Exercise requirements> Pick out every line below that contains the word "green", and copy each one.

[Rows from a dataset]

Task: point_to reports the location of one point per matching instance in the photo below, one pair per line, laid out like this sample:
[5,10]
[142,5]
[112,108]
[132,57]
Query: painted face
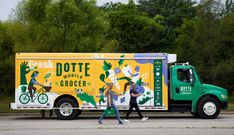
[134,86]
[137,68]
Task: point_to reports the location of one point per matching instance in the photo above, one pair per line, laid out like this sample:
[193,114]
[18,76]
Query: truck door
[184,86]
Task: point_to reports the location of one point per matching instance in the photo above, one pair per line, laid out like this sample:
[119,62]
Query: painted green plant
[121,60]
[87,98]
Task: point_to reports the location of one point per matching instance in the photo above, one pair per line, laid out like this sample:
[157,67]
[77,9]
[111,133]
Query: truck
[69,83]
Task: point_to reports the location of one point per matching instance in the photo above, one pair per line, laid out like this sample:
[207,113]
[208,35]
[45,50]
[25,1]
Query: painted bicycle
[40,95]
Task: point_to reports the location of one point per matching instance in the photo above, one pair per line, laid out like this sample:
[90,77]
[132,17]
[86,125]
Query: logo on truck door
[186,90]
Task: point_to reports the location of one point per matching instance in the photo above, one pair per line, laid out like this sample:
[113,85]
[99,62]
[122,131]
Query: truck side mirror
[191,77]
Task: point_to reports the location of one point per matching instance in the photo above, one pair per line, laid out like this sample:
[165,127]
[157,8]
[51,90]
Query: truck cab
[189,93]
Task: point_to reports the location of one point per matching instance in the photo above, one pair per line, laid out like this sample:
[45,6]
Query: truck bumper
[224,104]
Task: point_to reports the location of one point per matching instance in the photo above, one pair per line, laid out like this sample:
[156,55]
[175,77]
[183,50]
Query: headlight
[223,96]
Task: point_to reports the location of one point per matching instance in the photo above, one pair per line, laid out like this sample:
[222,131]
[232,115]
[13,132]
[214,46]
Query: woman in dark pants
[110,103]
[133,103]
[31,87]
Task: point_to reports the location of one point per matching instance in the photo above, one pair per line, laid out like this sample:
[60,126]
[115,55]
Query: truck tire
[208,108]
[195,115]
[64,113]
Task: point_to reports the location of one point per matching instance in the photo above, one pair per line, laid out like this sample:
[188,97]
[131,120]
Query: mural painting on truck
[85,79]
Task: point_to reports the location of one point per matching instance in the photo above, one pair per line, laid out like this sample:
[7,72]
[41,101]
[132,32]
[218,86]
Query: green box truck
[73,82]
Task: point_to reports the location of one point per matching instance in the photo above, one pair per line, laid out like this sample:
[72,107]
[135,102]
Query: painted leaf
[144,100]
[121,60]
[107,66]
[102,77]
[107,74]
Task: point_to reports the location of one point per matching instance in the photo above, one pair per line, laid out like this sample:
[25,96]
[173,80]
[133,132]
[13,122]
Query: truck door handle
[177,90]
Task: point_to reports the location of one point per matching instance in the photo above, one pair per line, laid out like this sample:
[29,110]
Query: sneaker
[99,122]
[120,123]
[126,120]
[145,118]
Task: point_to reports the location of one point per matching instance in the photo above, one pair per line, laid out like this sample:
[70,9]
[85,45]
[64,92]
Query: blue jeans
[116,113]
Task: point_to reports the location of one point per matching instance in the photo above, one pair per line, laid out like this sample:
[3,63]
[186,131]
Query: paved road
[160,124]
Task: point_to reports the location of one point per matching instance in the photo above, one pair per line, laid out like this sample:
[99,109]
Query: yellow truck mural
[71,82]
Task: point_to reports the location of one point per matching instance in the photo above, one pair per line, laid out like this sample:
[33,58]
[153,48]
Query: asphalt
[159,123]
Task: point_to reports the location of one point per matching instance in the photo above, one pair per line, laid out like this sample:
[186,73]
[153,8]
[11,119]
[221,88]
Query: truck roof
[170,57]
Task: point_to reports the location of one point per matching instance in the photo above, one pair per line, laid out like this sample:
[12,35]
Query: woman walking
[110,103]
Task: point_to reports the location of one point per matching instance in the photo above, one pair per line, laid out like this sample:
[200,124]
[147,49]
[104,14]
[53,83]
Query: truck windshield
[199,78]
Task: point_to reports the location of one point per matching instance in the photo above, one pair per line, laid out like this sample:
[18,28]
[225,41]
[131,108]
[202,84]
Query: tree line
[200,33]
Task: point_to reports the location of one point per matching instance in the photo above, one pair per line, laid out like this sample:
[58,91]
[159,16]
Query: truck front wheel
[208,108]
[65,109]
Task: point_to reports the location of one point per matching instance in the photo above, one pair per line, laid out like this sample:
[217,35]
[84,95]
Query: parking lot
[168,123]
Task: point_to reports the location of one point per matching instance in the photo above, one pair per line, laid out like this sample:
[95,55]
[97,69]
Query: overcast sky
[6,6]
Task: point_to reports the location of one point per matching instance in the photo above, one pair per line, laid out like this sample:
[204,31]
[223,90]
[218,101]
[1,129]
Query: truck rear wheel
[66,111]
[208,108]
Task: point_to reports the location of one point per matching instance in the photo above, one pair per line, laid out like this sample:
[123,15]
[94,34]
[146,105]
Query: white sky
[6,6]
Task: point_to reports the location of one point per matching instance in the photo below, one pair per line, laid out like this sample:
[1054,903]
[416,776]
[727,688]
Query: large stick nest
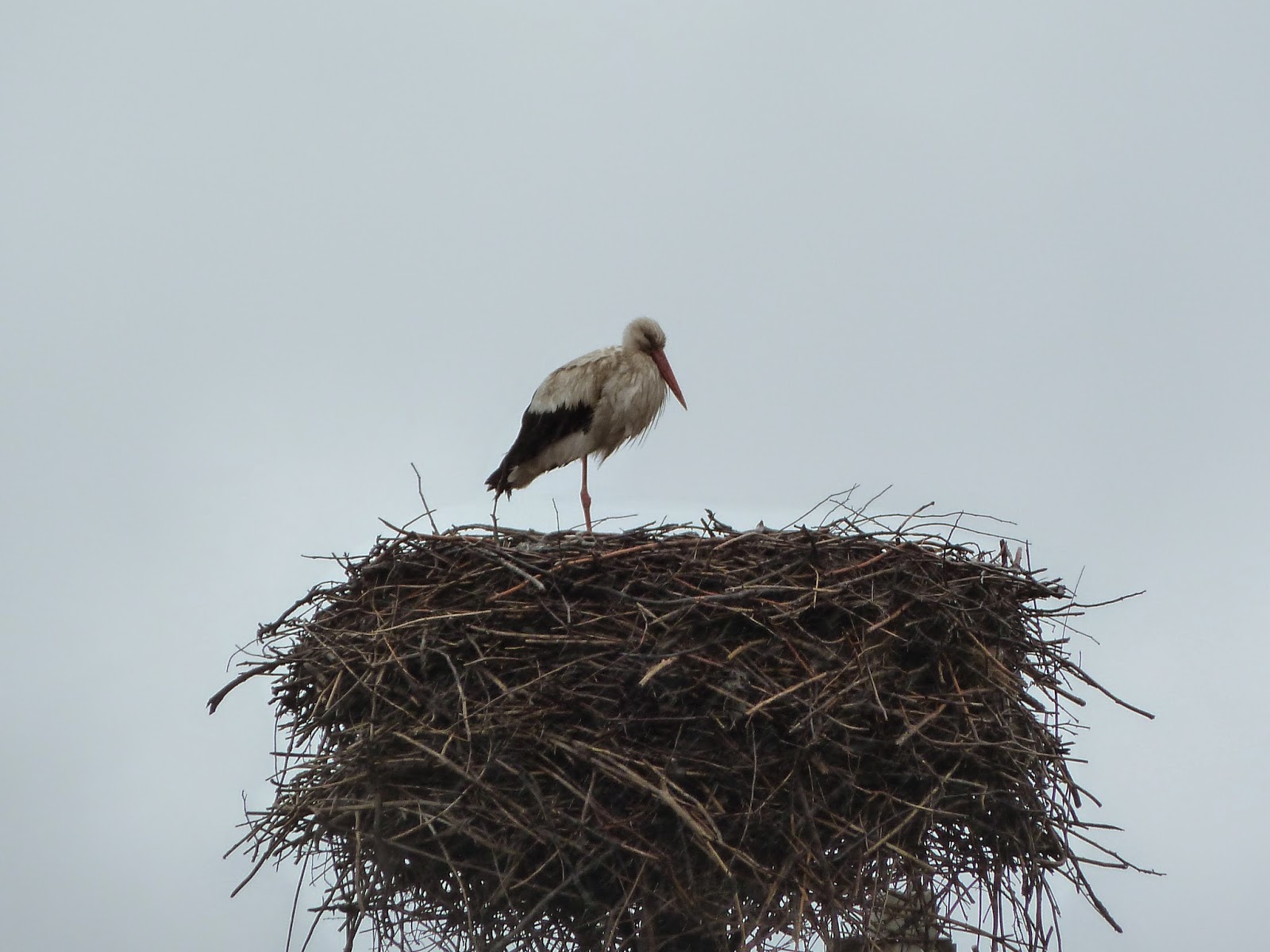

Solution for this problem>
Query: painted green plant
Query: green box truck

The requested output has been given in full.